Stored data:
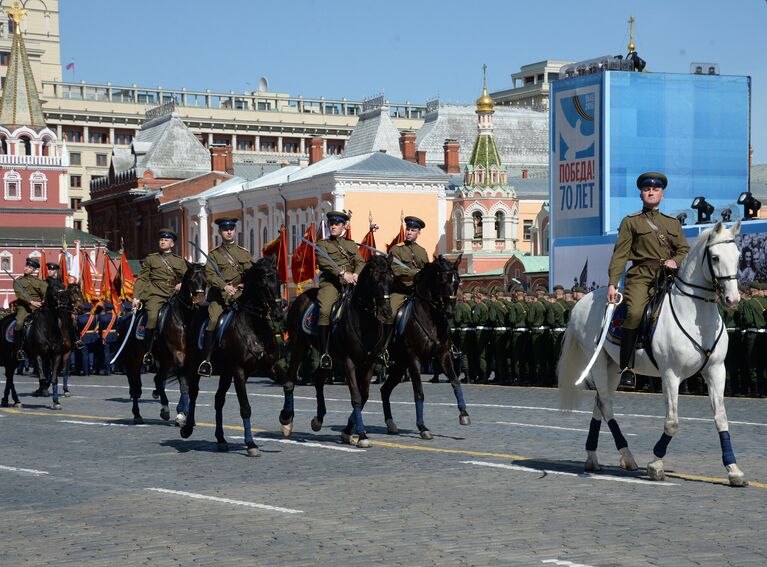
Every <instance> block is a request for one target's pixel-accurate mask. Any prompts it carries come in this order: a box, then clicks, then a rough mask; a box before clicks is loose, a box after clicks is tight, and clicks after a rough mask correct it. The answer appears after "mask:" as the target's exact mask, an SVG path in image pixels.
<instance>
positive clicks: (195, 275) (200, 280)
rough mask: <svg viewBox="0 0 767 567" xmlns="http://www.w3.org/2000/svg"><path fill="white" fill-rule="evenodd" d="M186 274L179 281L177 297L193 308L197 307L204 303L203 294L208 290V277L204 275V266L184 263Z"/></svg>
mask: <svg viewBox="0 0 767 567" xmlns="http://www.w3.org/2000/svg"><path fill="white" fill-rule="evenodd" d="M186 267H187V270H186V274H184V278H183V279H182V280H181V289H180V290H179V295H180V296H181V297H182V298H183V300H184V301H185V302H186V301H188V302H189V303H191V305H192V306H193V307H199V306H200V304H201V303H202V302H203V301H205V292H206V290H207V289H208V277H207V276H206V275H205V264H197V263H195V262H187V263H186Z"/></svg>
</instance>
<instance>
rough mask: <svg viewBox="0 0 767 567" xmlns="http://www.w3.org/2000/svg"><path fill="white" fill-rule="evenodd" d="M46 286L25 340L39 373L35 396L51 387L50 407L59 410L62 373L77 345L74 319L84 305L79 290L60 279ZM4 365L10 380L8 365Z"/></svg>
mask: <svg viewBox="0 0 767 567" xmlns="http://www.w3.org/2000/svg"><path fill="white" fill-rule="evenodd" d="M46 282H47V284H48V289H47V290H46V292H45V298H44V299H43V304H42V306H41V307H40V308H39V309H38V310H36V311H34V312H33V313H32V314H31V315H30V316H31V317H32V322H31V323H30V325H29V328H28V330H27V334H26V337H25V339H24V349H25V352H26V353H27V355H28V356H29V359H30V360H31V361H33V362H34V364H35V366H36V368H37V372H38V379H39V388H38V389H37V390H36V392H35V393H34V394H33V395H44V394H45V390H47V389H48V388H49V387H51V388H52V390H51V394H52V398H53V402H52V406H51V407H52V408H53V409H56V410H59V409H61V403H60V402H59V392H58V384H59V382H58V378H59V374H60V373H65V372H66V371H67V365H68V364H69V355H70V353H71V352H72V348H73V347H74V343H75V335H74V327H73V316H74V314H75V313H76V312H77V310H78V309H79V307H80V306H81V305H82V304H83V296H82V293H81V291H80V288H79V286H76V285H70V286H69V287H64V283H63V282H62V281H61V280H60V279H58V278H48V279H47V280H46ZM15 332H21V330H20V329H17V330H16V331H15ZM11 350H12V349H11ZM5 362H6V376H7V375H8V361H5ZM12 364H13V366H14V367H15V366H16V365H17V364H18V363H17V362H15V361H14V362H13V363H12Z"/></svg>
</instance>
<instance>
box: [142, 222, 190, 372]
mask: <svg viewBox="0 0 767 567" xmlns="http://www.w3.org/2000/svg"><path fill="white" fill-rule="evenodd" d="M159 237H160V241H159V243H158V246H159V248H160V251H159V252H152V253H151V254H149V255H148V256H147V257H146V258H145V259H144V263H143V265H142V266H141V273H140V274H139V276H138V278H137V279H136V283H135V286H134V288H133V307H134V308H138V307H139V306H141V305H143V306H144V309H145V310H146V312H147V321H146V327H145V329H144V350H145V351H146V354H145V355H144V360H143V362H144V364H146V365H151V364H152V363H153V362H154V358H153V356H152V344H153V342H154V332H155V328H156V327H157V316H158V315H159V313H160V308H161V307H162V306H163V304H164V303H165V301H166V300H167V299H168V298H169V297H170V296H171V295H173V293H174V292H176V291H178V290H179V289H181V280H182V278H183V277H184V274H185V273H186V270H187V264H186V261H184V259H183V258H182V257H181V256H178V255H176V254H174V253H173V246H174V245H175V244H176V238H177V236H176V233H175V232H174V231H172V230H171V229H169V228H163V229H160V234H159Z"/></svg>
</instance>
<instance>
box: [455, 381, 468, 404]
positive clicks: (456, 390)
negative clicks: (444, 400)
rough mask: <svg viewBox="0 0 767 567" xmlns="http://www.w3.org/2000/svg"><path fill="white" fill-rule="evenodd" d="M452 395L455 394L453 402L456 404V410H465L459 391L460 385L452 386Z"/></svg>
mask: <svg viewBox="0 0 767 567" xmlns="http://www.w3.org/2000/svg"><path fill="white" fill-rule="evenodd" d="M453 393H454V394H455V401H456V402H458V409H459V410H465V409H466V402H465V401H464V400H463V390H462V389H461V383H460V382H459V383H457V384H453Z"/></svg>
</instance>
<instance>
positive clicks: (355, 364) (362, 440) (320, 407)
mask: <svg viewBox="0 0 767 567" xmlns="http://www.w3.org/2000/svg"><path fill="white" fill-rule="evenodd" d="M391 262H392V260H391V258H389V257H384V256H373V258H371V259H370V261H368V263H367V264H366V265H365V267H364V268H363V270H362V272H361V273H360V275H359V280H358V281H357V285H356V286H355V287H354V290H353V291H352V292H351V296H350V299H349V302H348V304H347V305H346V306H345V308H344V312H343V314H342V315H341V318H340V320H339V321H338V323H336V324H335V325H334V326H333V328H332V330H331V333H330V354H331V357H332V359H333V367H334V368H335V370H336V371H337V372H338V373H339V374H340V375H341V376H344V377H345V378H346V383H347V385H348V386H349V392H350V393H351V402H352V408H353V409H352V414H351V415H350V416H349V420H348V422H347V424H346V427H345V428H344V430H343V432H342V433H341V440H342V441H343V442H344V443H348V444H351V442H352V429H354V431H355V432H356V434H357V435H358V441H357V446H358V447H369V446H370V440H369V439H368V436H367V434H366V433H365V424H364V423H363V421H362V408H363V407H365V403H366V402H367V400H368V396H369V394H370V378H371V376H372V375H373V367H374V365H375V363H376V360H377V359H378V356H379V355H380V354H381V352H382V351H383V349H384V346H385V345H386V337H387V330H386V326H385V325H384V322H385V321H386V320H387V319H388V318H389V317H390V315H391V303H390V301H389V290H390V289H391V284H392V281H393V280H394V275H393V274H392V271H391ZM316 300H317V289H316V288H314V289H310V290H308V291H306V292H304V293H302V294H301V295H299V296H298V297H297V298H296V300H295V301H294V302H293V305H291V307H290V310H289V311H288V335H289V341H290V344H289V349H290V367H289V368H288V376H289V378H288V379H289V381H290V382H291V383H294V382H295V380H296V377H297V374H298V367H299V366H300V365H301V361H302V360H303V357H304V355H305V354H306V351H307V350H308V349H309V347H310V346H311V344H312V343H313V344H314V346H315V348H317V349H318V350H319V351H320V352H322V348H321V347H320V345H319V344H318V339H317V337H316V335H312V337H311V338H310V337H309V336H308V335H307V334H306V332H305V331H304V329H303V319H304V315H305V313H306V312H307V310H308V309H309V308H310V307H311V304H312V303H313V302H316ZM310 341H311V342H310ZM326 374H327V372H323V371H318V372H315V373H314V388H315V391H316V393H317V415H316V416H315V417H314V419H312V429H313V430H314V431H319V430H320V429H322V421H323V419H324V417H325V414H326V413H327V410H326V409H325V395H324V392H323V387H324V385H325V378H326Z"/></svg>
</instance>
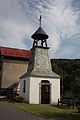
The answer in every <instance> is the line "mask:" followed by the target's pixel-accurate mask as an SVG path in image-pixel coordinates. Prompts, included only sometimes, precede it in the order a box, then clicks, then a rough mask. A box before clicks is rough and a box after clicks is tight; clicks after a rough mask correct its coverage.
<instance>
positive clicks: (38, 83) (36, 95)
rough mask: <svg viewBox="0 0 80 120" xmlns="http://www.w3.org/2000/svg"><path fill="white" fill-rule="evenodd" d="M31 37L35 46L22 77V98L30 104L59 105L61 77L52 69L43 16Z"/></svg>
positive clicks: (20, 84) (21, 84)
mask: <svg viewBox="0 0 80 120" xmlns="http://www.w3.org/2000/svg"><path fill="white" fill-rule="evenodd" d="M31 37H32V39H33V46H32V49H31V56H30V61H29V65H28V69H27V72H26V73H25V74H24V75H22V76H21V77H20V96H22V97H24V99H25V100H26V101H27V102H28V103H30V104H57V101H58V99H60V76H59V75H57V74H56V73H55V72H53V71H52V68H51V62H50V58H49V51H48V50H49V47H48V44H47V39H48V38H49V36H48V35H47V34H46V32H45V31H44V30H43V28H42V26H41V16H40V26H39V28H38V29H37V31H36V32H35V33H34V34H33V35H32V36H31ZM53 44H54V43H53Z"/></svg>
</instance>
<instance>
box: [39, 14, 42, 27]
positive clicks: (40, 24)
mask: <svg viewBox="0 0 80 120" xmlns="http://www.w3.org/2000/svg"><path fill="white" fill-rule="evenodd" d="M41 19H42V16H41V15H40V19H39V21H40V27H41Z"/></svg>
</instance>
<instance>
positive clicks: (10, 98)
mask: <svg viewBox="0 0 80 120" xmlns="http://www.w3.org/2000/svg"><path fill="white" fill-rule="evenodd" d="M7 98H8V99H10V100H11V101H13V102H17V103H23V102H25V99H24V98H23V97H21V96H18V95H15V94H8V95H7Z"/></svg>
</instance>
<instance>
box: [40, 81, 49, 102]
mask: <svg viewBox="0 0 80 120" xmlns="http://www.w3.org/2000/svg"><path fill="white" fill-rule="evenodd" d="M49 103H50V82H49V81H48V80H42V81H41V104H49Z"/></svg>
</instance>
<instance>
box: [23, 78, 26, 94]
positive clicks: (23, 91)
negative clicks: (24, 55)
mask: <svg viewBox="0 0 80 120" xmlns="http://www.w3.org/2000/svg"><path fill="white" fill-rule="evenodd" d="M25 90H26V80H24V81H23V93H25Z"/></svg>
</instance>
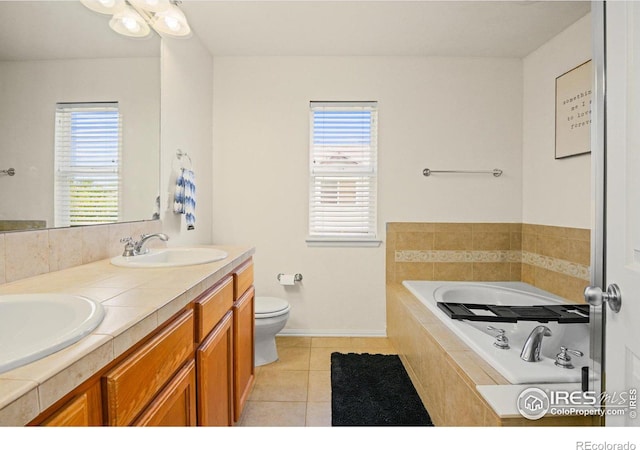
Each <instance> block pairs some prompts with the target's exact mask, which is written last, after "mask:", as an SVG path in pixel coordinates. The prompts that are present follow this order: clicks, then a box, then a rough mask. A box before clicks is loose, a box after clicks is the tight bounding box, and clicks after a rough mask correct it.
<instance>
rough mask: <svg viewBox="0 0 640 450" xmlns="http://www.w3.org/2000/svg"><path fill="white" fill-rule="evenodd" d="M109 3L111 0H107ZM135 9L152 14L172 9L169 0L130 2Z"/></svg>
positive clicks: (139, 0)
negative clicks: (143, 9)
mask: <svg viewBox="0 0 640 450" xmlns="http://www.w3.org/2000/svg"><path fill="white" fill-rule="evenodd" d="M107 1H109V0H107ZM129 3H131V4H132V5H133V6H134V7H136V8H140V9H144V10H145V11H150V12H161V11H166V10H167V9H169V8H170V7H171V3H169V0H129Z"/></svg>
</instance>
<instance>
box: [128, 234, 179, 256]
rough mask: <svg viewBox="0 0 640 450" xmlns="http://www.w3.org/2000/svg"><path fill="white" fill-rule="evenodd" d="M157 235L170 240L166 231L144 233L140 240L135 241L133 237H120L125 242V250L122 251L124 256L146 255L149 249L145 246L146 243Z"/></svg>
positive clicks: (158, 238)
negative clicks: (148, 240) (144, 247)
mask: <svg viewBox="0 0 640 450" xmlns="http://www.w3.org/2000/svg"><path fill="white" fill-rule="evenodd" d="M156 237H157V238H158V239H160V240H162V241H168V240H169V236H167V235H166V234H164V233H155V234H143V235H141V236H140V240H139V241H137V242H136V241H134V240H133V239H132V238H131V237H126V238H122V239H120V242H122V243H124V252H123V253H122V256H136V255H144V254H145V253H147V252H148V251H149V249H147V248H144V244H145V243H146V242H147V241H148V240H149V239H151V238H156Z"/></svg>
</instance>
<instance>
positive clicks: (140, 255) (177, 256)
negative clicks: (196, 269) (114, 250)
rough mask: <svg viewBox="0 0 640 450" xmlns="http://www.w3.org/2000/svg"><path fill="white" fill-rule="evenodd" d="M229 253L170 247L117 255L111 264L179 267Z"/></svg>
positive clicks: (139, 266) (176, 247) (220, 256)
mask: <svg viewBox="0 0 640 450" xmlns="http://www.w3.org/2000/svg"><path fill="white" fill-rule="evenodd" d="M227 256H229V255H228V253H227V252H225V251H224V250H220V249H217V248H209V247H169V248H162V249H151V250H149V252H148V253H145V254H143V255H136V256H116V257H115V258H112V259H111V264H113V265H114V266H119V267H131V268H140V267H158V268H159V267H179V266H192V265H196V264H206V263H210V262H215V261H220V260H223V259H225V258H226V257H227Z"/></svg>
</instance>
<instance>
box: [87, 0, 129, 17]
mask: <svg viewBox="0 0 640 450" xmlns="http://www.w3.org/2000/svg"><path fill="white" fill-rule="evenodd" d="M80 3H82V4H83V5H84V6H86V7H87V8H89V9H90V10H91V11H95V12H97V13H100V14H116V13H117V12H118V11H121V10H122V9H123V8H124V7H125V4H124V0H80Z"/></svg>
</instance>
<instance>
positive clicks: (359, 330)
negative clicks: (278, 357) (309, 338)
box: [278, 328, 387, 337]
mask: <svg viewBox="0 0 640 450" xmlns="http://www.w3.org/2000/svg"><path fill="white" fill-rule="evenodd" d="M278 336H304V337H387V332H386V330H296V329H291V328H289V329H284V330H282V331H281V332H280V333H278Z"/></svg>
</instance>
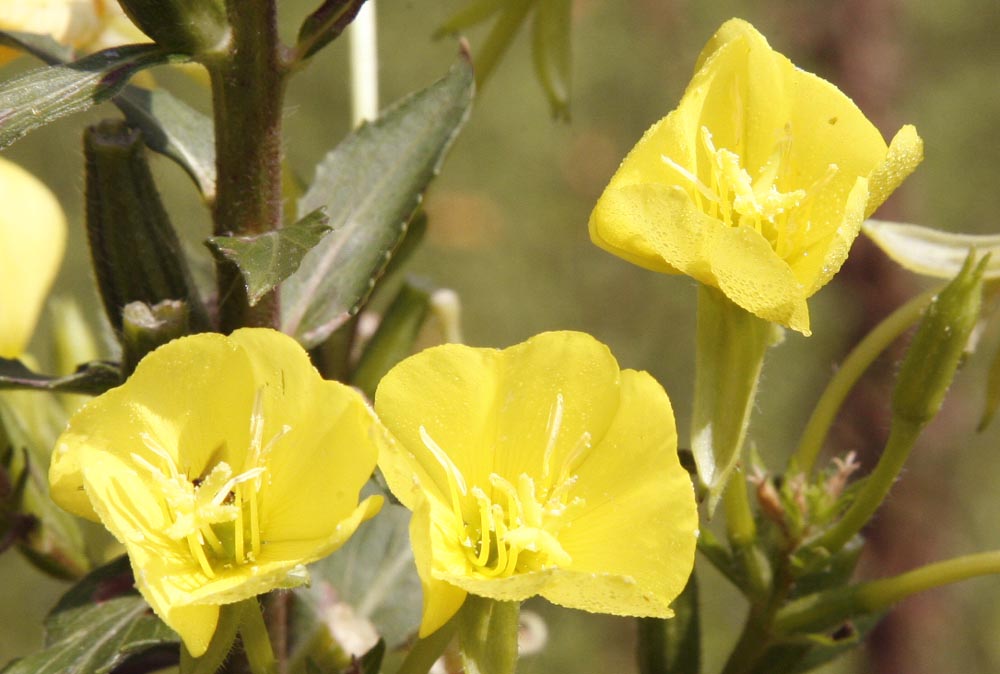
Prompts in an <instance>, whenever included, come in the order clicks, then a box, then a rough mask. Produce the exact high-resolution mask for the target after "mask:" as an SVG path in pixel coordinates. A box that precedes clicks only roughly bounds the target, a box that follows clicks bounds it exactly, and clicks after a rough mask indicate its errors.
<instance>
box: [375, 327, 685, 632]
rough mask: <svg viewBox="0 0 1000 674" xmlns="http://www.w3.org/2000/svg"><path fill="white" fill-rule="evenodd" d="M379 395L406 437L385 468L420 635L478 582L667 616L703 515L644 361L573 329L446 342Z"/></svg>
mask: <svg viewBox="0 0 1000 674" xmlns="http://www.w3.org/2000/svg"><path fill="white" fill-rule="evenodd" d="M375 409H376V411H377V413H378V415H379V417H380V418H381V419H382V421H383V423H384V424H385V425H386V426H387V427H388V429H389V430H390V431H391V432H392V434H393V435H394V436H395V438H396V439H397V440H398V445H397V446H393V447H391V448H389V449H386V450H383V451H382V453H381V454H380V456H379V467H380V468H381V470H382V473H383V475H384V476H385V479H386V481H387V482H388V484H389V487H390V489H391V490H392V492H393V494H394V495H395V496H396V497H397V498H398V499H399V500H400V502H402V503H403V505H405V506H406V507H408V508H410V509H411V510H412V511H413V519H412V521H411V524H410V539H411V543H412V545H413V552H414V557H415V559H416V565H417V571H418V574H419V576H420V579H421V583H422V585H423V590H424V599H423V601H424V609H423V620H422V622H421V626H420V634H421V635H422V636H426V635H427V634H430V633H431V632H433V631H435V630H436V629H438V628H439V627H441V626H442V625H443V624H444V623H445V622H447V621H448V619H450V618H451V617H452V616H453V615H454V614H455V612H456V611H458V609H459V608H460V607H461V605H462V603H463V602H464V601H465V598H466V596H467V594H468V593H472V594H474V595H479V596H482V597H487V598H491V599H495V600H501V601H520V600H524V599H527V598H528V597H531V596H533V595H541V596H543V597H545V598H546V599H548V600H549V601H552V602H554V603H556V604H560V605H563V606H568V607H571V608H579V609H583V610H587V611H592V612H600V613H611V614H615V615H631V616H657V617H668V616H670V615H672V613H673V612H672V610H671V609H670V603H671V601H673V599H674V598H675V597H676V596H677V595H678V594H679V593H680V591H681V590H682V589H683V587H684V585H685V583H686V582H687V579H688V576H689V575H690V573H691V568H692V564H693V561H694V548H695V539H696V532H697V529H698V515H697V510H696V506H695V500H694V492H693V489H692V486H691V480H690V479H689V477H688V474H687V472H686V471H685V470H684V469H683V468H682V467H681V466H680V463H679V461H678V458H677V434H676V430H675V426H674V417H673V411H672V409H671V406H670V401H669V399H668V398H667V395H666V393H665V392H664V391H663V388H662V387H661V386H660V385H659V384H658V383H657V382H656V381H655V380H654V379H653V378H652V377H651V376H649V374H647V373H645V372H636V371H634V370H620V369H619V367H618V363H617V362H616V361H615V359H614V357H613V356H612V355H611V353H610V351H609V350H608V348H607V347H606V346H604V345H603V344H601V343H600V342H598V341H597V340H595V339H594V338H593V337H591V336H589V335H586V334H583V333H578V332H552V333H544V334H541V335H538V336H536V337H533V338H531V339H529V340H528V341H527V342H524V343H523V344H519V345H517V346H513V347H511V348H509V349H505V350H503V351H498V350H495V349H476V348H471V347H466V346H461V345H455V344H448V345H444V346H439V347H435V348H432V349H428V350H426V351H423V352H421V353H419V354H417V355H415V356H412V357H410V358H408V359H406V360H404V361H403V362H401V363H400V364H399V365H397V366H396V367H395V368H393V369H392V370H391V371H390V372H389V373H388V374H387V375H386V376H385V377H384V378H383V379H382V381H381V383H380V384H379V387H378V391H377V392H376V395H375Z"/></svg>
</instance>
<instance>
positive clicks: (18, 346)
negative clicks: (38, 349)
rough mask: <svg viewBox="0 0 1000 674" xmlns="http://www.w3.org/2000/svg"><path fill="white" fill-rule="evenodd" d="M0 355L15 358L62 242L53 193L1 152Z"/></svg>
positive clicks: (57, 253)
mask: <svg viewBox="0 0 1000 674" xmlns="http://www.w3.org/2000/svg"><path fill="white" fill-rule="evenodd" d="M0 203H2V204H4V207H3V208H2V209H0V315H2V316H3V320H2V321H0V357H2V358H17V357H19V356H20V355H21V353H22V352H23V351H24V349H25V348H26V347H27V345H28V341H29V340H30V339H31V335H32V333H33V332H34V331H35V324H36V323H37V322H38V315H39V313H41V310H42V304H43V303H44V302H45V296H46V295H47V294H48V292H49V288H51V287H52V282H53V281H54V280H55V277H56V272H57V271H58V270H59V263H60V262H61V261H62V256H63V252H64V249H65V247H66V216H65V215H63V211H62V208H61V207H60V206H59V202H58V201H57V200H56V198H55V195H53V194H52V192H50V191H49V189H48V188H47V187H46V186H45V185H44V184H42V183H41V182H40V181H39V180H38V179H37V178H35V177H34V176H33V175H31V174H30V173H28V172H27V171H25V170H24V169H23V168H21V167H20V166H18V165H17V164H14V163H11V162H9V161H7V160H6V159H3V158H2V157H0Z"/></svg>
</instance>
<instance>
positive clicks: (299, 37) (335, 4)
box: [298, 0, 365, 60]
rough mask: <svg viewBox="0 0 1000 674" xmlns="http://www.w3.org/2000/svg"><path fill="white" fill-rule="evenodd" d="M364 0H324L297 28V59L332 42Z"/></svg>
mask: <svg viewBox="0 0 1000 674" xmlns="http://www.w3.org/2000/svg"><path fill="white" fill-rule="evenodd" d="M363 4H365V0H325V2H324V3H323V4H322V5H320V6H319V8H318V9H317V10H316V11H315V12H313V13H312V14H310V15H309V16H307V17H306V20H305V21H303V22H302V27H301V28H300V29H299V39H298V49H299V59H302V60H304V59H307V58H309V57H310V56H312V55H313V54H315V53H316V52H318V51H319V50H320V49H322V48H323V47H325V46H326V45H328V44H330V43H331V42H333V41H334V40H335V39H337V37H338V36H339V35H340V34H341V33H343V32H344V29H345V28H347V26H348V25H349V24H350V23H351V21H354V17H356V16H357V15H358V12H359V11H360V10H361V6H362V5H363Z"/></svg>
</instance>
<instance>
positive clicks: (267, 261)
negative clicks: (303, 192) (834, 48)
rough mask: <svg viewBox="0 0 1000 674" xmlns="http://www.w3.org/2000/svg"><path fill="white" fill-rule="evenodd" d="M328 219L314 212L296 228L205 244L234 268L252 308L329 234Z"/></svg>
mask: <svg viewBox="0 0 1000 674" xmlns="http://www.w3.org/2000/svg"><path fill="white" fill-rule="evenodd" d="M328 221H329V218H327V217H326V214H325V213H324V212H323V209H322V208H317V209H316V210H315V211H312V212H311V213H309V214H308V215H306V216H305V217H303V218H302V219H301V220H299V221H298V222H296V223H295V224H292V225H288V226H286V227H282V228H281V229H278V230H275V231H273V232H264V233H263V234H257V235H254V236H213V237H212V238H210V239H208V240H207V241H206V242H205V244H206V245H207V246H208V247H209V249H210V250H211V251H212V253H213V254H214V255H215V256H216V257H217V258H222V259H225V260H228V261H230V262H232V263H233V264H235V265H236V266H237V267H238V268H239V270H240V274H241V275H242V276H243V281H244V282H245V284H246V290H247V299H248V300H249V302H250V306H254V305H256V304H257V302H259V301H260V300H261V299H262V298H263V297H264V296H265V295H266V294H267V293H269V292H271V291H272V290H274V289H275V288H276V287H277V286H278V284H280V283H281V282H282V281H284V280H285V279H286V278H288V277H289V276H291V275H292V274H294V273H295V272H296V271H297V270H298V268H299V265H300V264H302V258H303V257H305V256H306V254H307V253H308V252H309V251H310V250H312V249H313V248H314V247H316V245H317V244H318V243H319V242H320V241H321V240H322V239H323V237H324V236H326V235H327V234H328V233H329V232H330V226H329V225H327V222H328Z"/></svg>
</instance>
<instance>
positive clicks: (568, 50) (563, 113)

> [TASK OBJECTIVE] Only a number should come back: the count of lines above that include "before".

> [TASK RESULT] 3